___ Records for processing ___

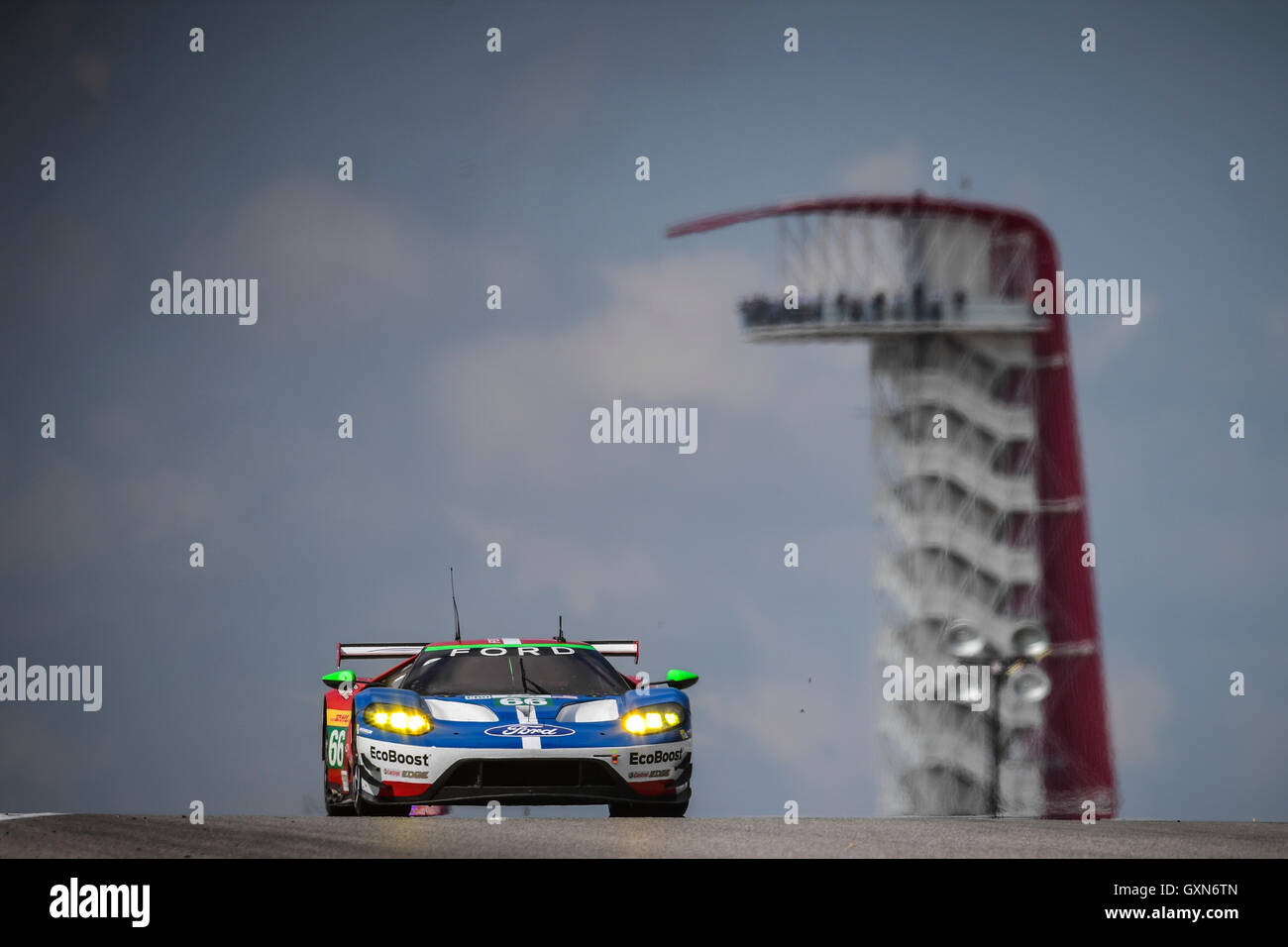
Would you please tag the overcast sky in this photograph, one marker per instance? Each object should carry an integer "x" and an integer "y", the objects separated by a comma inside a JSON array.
[{"x": 472, "y": 425}]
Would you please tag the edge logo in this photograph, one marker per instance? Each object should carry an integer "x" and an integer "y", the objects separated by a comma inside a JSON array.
[{"x": 523, "y": 729}]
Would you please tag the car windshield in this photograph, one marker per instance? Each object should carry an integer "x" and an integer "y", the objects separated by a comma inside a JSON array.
[{"x": 509, "y": 669}]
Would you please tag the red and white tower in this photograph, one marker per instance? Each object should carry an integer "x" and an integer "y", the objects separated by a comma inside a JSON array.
[{"x": 980, "y": 500}]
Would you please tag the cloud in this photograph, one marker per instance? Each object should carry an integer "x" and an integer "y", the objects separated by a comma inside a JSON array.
[
  {"x": 1100, "y": 341},
  {"x": 1140, "y": 703},
  {"x": 91, "y": 72},
  {"x": 897, "y": 169},
  {"x": 665, "y": 337}
]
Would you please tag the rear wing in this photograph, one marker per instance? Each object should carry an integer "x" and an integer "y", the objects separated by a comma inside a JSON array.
[
  {"x": 622, "y": 647},
  {"x": 352, "y": 652}
]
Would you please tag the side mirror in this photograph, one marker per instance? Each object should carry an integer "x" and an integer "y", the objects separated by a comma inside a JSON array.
[
  {"x": 338, "y": 680},
  {"x": 681, "y": 680}
]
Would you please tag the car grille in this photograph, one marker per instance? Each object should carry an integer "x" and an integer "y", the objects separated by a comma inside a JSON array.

___

Your goal: Please print every record above exactly, but leave the pictures out.

Result of this exercise:
Would you please tag the overcast sky in this photograph, one marker per instance? Each object should carry an integer "x" and an integer "y", the objects separated by a comma inside a JSON array.
[{"x": 472, "y": 425}]
Would you please tag the edge logo in this photograph, one marker per instance? Each object should carry an integer "x" and an integer "y", the objects separated by a comma inside a JSON array.
[{"x": 523, "y": 729}]
Would you please tag the car windshield in this photograph, one marker per instance? Each object should carry an integer "x" and an integer "y", the objects separated by a comma inside a JSON array.
[{"x": 509, "y": 669}]
Would you please tag the red and white tower in this photograph, one marker per instance? Each object should carry an integer "x" and an integer "y", the objects separated by a comma inside a JSON array.
[{"x": 980, "y": 500}]
Would you please tag the cloud in this photograph, one marker per instance? Each object should carry an integer "x" and an integer "y", the objects separated by a comma inside a JSON array.
[
  {"x": 1100, "y": 341},
  {"x": 1140, "y": 703},
  {"x": 91, "y": 72},
  {"x": 897, "y": 169},
  {"x": 665, "y": 337}
]
Would you please tag the rear wing in this photograph, one marker per instance? Each object should carry an integer "x" and an integer "y", the objects separated by a comma inside a JSON array.
[
  {"x": 622, "y": 647},
  {"x": 352, "y": 652}
]
Would you please tag the side mirror in this photograph, one marker per instance? Each object should carry an integer "x" and an integer "y", the objects separated by a comma inside a JSON array.
[
  {"x": 338, "y": 680},
  {"x": 681, "y": 680}
]
Would you please tag the car grille in this photograph, one marker per instance? Each object should carry an integer "x" and an integer "y", the objects separated by a comma inside a JSON array.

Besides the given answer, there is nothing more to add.